* [Reading text]:

Partially protected aquatic reserves are failing to protect fish, a survey of marine life on Sydney’s rocky reefs has revealed.
Divers found that aquatic reserves with only partial protection were no better than unprotected areas in terms of both the number of different fish species present and the number of fish 25 centimetres in length or longer.
On the other hand, fully protected no-take zones such as the reserve at Cabbage Tree Bay in Manly had a much greater abundance and diversity of large fish.
“This new data suggests that to increase fish species richness and size, more fully-protected aquatic reserves should be trialled in the area,” said UNSW Professor Emma Johnston, Director of the Sydney Harbour Research Program.
The survey was carried out in March this year by 12 volunteers including several marine scientists, and was sponsored by Sydney Institute of Marine Science (SIMS) and managed by the Underwater Research Group of NSW.
The divers completed more than 40 surveys across 25 sites in the Sydney region using the Eureka Prize winning Reef Life Survey method.
“The survey confirmed that the Sydney region has incredibly high fish biodiversity. Almost 600 species of fish have been recorded from Sydney Harbour alone, which is more than for the whole UK coastline,” said Professor Johnston
Two separate analyses of the survey results by SIMS and by the Coastal and Marine Ecosystems Group at the University of Sydney (CMEG) found interesting trends in the data.

* [Extracted information]:
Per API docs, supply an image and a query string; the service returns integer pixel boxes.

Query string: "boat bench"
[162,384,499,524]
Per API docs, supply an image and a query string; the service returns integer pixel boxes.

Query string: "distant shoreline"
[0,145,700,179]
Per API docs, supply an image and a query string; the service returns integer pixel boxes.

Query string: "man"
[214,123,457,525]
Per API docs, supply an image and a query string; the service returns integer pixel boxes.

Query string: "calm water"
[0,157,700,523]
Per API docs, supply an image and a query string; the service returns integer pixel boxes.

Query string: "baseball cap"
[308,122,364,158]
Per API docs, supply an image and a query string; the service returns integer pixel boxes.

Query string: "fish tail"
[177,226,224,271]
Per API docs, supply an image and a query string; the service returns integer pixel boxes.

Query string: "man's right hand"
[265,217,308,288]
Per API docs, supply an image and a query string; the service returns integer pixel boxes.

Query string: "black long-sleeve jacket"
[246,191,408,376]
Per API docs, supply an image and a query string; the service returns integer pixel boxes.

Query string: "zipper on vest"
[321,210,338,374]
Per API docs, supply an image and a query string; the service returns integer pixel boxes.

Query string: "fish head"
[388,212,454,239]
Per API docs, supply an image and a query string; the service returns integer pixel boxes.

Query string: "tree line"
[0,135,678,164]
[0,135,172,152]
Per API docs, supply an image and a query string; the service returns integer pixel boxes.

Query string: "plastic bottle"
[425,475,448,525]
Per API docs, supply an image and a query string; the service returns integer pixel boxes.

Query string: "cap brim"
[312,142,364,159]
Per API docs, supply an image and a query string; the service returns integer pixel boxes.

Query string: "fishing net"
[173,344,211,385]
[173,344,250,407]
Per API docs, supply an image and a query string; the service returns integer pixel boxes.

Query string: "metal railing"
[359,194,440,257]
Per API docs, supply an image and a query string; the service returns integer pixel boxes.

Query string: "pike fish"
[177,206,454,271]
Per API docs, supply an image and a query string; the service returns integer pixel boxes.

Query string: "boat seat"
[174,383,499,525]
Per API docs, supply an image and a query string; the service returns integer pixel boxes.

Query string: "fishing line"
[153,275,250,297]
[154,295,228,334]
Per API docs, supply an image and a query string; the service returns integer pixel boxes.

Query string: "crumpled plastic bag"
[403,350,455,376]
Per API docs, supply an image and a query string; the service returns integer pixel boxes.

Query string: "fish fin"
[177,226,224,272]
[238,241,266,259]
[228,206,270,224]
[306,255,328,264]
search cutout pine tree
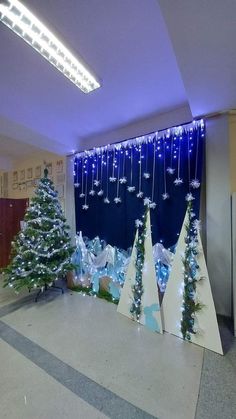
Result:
[117,208,162,333]
[4,169,74,291]
[162,201,223,354]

* [Assigned task A]: According to the article on Sydney's aquatic reserves, which survey method did the divers use?
* [Assigned task B]: In the article on Sydney's aquatic reserves, rewrite the passage from "On the other" up to and including "Group of NSW.", replacing "volunteers" with "recreational divers".
* [Assigned task C]: Write the next part of the article on Sydney's aquatic reserves, picking up after its last sentence.

* [Expected answer A]: The divers used the Eureka Prize winning Reef Life Survey method.

* [Expected answer B]:
On the other hand, fully protected no-take zones such as the reserve at Cabbage Tree Bay in Manly had a much greater abundance and diversity of large fish.
“This new data suggests that to increase fish species richness and size, more fully-protected aquatic reserves should be trialled in the area,” said UNSW Professor Emma Johnston, Director of the Sydney Harbour Research Program.
The survey was carried out in March this year by 12 recreational divers including several marine scientists, and was sponsored by Sydney Institute of Marine Science (SIMS) and managed by the Underwater Research Group of NSW.

* [Expected answer C]:
CMEG looked at the difference in overall fish diversity and abundance of targeted fish across fully protected, partially protected and unprotected areas in the nearshore waters of the Hawkesbury shelf bioregion.
“It’s not only large fish that are affected by fishing. Fully protected reserves had 50 per cent more species than partially or unprotected sites,” said Dr Renata Ferrari of the University of Sydney.
“The difference was striking when we looked at the abundance of fish targeted by fishers. We found twice as many inside fully protected areas as compared to both partially and unprotected sites, especially for species like yellow-tail scad, luderick and red morwong.
“Interestingly, the number and size of blue gropers, a species partially protected regardless of where it is found, was not different across levels of protection, suggesting that directly protecting a species can also be effective,” she said.
Professor Johnston, of the UNSW School of Biological, Earth and Environmental Science, said: “The only reserve near Sydney that has full protection from all forms of fishing had seven times the abundance of large fish and three times the number of large fish species compared to unprotected or partially protected areas.
“Large fish are great to look at but they are also important for ecosystem health. With so few fully-protected areas it is difficult to draw strong conclusions for the Sydney region, but global assessments have found that no-take sanctuary zones are an effective method of increasing the abundance of large fish.
“This new data suggests that to increase fish species richness and size, more fully-protected aquatic reserves should be trialled in the area,” she said.